- [CHALLENGE 1]:
Return the passage of the PHP XMLReader thread below that begins at the words "I can't seem" and stops after the words "document into memory.", copied word for word.

● ● ●

Reputation: 298
I'm using the built in XMLReader in php to read data from external xml feeds. When I try to read a feed that starts with a new line, I get the following error:
ErrorException: XMLReader::read(): http://example.com/feeds/feed1.xml:2: parser error : XML declaration allowed only at the start of the document
I think it's because the feed starts with a new line, but I don't know how to solve the problem? How can I make it skip the first line if it contains a newline?
I can't seem to find anyone how has solved this problem. They have some workaround using the SimpleXMLElement, but I cant load the entire document into memory.
Here is my code:
$reader = new XMLReader;
$reader->open($linkToExternalFeed);
while ($reader->read() && $reader->name != 'item');
while ($reader->name == 'item')
{
$node = new SimpleXMLElement($reader->readOuterXML());
$this->doSomeParsing($node);
unset($node);
$reader->next($reader->name);
}
$reader->close();
Upvotes: 0
Views: 626
Reputation: 19502
You could write a streamwrapper that filters the stream. After it finds the first non whitespace it would remove the filter and start passing the data to XMLWriter.
class ResourceWrapper {
private $_stream;
private $_filter;
private $context;
public static function createContext(
$stream, callable $filter = NULL, string $protocol = 'myproject-resource'
): array {
self::register($protocol);
return [
$protocol.'://context',
\stream_context_create(
[
$protocol => [
'stream' => $stream,
'filter' => $filter
]
]
)

● ● ●

- [CHALLENGE 2]:
Retype part of the records below, beginning at the line that has "Exercise. Point out the foam" and stopping after the final line of the records, with both ends included.

● ● ●

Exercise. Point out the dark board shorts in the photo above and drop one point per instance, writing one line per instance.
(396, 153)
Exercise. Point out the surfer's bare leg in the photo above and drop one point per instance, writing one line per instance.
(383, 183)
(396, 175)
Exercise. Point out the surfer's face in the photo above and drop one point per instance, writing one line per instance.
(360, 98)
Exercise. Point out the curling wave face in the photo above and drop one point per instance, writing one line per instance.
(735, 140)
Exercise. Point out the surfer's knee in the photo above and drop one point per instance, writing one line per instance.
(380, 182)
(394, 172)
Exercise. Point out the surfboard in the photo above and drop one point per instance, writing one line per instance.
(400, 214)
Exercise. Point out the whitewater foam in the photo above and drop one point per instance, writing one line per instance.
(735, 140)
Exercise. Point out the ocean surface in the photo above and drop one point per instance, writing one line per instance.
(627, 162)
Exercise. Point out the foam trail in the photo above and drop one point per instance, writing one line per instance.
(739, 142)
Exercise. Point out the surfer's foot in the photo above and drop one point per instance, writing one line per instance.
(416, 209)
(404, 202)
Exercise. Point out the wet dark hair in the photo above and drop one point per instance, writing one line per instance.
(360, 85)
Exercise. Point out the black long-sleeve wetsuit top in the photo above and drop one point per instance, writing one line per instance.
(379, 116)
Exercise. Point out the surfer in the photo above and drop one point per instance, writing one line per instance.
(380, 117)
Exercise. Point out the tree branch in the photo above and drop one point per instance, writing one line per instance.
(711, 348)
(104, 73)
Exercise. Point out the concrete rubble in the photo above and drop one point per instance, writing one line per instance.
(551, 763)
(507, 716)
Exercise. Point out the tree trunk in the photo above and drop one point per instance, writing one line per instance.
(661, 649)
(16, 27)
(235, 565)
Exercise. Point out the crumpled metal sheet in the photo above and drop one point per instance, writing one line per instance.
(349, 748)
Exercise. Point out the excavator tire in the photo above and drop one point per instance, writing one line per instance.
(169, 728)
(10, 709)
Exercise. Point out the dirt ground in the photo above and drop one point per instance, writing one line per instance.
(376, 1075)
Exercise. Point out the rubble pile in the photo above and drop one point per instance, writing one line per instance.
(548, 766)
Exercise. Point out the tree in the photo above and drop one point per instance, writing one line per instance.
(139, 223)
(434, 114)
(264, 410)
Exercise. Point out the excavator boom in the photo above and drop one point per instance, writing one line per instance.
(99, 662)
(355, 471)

● ● ●

- [WRITTEN REPLY 1]:
I can't seem to find anyone how has solved this problem. They have some workaround using the SimpleXMLElement, but I cant load the entire document into memory.

- [WRITTEN REPLY 2]:
Exercise. Point out the foam trail in the photo above and drop one point per instance, writing one line per instance.
(739, 142)
Exercise. Point out the surfer's foot in the photo above and drop one point per instance, writing one line per instance.
(416, 209)
(404, 202)
Exercise. Point out the wet dark hair in the photo above and drop one point per instance, writing one line per instance.
(360, 85)
Exercise. Point out the black long-sleeve wetsuit top in the photo above and drop one point per instance, writing one line per instance.
(379, 116)
Exercise. Point out the surfer in the photo above and drop one point per instance, writing one line per instance.
(380, 117)
Exercise. Point out the tree branch in the photo above and drop one point per instance, writing one line per instance.
(711, 348)
(104, 73)
Exercise. Point out the concrete rubble in the photo above and drop one point per instance, writing one line per instance.
(551, 763)
(507, 716)
Exercise. Point out the tree trunk in the photo above and drop one point per instance, writing one line per instance.
(661, 649)
(16, 27)
(235, 565)
Exercise. Point out the crumpled metal sheet in the photo above and drop one point per instance, writing one line per instance.
(349, 748)
Exercise. Point out the excavator tire in the photo above and drop one point per instance, writing one line per instance.
(169, 728)
(10, 709)
Exercise. Point out the dirt ground in the photo above and drop one point per instance, writing one line per instance.
(376, 1075)
Exercise. Point out the rubble pile in the photo above and drop one point per instance, writing one line per instance.
(548, 766)
Exercise. Point out the tree in the photo above and drop one point per instance, writing one line per instance.
(139, 223)
(434, 114)
(264, 410)
Exercise. Point out the excavator boom in the photo above and drop one point per instance, writing one line per instance.
(99, 662)
(355, 471)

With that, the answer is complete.